Work to be completed: From the first line to the last, output the entries exactly.
Entries supplied: Begin
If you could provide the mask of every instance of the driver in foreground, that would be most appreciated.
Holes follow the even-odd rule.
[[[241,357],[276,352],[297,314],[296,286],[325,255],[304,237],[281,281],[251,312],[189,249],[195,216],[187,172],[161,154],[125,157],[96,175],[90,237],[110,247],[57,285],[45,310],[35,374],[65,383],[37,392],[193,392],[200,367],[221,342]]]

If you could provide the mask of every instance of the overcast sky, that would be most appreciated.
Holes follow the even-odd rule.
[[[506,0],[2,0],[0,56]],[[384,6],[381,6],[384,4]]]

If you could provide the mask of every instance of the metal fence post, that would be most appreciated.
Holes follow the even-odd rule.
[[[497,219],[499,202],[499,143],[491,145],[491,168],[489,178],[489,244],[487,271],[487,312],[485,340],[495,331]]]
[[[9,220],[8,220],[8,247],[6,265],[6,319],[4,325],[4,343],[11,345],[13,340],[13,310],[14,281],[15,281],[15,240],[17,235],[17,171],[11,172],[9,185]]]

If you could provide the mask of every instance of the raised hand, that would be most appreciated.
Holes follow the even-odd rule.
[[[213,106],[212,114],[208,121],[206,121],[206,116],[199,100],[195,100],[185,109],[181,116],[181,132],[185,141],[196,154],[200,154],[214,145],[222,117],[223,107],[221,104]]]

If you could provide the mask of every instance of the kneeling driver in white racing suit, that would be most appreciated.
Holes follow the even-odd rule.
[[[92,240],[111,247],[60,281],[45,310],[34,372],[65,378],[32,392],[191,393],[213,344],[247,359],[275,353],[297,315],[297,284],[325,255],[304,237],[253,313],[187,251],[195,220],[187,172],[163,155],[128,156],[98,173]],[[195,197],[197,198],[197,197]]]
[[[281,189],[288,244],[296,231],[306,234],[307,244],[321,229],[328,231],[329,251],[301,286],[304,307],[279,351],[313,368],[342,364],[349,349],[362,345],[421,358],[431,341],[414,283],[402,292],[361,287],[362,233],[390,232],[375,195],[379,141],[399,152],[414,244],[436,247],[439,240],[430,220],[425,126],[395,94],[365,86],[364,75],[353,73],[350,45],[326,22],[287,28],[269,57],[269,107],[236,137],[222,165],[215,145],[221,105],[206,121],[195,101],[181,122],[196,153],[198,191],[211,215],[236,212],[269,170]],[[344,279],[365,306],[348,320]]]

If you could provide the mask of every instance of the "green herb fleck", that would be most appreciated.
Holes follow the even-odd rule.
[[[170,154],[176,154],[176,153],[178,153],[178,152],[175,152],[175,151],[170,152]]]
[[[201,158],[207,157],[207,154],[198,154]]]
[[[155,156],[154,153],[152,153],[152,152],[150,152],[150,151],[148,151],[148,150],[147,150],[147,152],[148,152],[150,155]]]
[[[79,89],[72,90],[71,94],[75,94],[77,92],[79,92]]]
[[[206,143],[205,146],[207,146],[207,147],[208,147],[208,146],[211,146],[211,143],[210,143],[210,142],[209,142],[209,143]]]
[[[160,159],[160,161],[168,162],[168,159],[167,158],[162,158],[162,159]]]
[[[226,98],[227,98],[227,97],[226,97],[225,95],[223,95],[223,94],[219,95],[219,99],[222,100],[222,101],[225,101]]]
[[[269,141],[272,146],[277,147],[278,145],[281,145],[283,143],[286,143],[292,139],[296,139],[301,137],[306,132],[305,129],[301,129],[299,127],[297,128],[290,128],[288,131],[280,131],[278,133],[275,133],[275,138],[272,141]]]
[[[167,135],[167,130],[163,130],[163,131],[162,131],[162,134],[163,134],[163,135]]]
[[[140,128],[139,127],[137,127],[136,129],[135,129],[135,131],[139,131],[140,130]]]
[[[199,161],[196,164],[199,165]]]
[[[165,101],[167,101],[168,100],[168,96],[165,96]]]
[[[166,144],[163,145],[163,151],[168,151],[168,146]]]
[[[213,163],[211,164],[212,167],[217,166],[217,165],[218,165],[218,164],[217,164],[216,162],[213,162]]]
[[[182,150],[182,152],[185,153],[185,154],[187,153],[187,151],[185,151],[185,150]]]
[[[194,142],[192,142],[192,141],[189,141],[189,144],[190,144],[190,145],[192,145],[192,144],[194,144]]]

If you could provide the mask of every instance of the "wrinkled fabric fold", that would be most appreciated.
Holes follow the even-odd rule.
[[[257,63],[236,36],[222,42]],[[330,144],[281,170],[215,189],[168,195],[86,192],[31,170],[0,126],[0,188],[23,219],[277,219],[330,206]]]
Entries supplied: End
Answer space:
If you could provide the mask of every instance of the driver in foreground, that would be most appreciated.
Holes follow the even-odd rule.
[[[241,357],[276,352],[297,314],[296,286],[325,255],[304,237],[281,281],[251,312],[189,249],[195,216],[187,172],[161,154],[125,157],[96,175],[90,237],[110,247],[57,285],[45,310],[35,374],[65,383],[37,392],[193,392],[200,367],[221,342]]]

If you could provide the mask of every instance of the overcast sky, that would be most appreciated.
Holes follow the even-odd rule.
[[[506,0],[2,0],[0,56]],[[384,6],[381,6],[384,4]]]

If you could provide the mask of every instance of the metal fence post, that would be most appreciated.
Holes follow the even-odd rule.
[[[497,219],[499,202],[499,143],[491,145],[491,168],[489,178],[489,244],[487,271],[487,312],[485,340],[495,331]]]
[[[9,220],[8,220],[8,247],[6,265],[6,319],[4,325],[4,343],[11,345],[13,340],[13,310],[14,281],[15,281],[15,240],[17,235],[17,171],[11,172],[9,185]]]

If you could provide the mask of every instance of the raised hand, that would be most appreciated.
Holes follow the even-odd rule.
[[[213,106],[212,114],[208,121],[206,121],[206,116],[199,100],[195,100],[185,109],[181,116],[181,132],[185,141],[196,154],[200,154],[214,145],[222,117],[223,107],[221,104]]]

If you could provide the mask of every instance of the kneeling driver in white racing suit, that would be most appreciated.
Holes follow the even-odd rule.
[[[92,240],[111,247],[60,281],[45,310],[34,372],[65,378],[32,392],[191,393],[213,344],[247,359],[275,353],[297,315],[297,284],[325,255],[304,237],[253,313],[187,251],[195,220],[187,172],[163,155],[128,156],[98,173]],[[195,197],[197,198],[197,197]]]
[[[281,189],[288,244],[296,231],[306,234],[307,244],[321,229],[328,231],[329,251],[301,286],[304,307],[279,351],[313,368],[342,364],[349,349],[362,345],[421,358],[431,341],[414,283],[402,292],[361,287],[362,233],[390,232],[375,195],[379,141],[399,152],[414,244],[436,247],[439,240],[430,220],[425,126],[395,94],[365,86],[364,75],[353,73],[350,45],[326,22],[287,28],[269,57],[269,107],[236,137],[222,165],[215,145],[221,105],[206,121],[195,101],[181,122],[196,153],[198,191],[211,215],[236,212],[269,170]],[[344,279],[365,306],[348,320]]]

If you could provide the mask of every instance of the "green herb fleck", that would be most appreciated.
Holes follow the even-odd rule.
[[[170,154],[176,154],[176,153],[178,153],[178,152],[175,152],[175,151],[170,152]]]
[[[201,158],[207,157],[207,154],[198,154]]]
[[[155,156],[154,153],[152,153],[152,152],[150,152],[150,151],[148,151],[148,150],[147,150],[147,152],[148,152],[150,155]]]
[[[79,89],[72,90],[71,94],[75,94],[77,92],[79,92]]]
[[[206,143],[205,146],[207,146],[207,147],[208,147],[208,146],[211,146],[211,143],[210,143],[210,142],[209,142],[209,143]]]
[[[160,159],[160,161],[168,162],[168,159],[167,158],[162,158],[162,159]]]
[[[226,98],[227,98],[227,97],[226,97],[225,95],[223,95],[223,94],[219,95],[219,99],[222,100],[222,101],[225,101]]]
[[[269,141],[272,146],[277,147],[278,145],[281,145],[283,143],[286,143],[292,139],[296,139],[301,137],[306,132],[305,129],[301,129],[299,127],[297,128],[290,128],[288,131],[280,131],[278,133],[275,133],[275,138],[272,141]]]
[[[167,135],[167,130],[163,130],[163,131],[162,131],[162,134],[163,134],[163,135]]]
[[[140,128],[139,127],[137,127],[136,129],[135,129],[135,131],[139,131],[140,130]]]
[[[199,161],[196,164],[199,165]]]
[[[165,101],[167,101],[168,100],[168,96],[165,96]]]
[[[166,144],[163,145],[163,151],[168,151],[168,146]]]
[[[213,163],[211,164],[212,167],[217,166],[217,165],[218,165],[218,164],[217,164],[216,162],[213,162]]]
[[[182,150],[182,152],[185,153],[185,154],[187,153],[187,151],[185,151],[185,150]]]
[[[194,142],[192,142],[192,141],[189,141],[189,144],[190,144],[190,145],[192,145],[192,144],[194,144]]]

If you could provide the mask of every instance of the "wrinkled fabric fold", that would be most appreciated.
Holes follow the even-odd rule.
[[[257,63],[236,36],[222,42]],[[330,144],[281,170],[215,189],[168,195],[86,192],[31,170],[0,126],[0,188],[23,219],[277,219],[330,206]]]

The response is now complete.